## Your task
Retype every one of the entries below line for line with no changes, leaving the pictures out of your answer.

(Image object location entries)
===

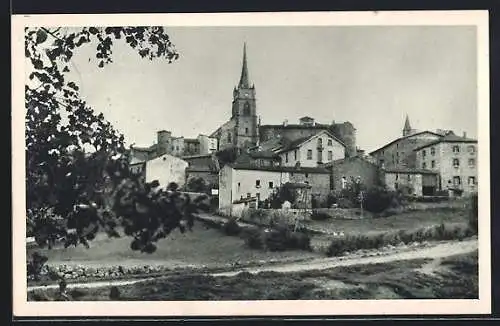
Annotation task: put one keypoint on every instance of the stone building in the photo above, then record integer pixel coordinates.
(454, 159)
(175, 146)
(239, 181)
(309, 151)
(307, 126)
(241, 130)
(399, 153)
(166, 169)
(204, 166)
(355, 167)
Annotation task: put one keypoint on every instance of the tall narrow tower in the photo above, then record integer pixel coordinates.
(244, 109)
(407, 128)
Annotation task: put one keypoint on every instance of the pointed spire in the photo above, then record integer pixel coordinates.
(407, 127)
(244, 83)
(407, 123)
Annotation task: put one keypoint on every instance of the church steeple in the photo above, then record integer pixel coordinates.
(407, 127)
(244, 82)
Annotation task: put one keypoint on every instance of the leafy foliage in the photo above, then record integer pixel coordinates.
(473, 213)
(77, 175)
(35, 265)
(197, 185)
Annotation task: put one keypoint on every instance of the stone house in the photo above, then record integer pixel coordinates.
(166, 169)
(355, 167)
(454, 159)
(238, 181)
(343, 132)
(417, 182)
(399, 153)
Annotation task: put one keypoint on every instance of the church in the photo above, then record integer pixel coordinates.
(242, 129)
(245, 132)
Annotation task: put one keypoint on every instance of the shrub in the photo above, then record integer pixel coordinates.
(378, 199)
(231, 227)
(374, 241)
(473, 214)
(254, 238)
(345, 203)
(35, 265)
(319, 215)
(282, 238)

===

## Written solution
Annotation task: put one keypoint on every instance of the stone building in the photo above, then record integer pixel coordinates.
(454, 159)
(175, 146)
(239, 181)
(309, 151)
(307, 126)
(241, 130)
(399, 153)
(166, 169)
(204, 166)
(355, 167)
Annotation task: put one keypoint on every instance of the tall narrow tower in the photo above, then record integer pixel coordinates.
(244, 109)
(407, 128)
Annotation task: put one keypoint on every instance of the pointed spire in the photo above, then record integer pixel coordinates.
(407, 127)
(244, 83)
(407, 123)
Annotation task: put one keypoint on every instance of the church steeple in the photo above, then record integer pixel coordinates.
(407, 127)
(244, 82)
Annotation task: put one keypoint on every instance of the leafy foliage in the photo above, then record integer pixel coordinates.
(473, 213)
(77, 175)
(35, 265)
(197, 185)
Annotation task: put one keypoint on every instance of the stone house in the photo above, then record integer pixel coordinates.
(166, 169)
(355, 167)
(454, 159)
(238, 181)
(343, 132)
(417, 182)
(399, 153)
Annotation task: put one keypoint on every instance of the church in the photo above, then record integer pixel coordinates.
(242, 129)
(245, 132)
Annotation task: put one keypoint on every instance of the shrub in the photo above, then record integer pixel coordinates.
(378, 199)
(231, 227)
(374, 241)
(473, 214)
(254, 238)
(345, 203)
(35, 265)
(319, 215)
(282, 238)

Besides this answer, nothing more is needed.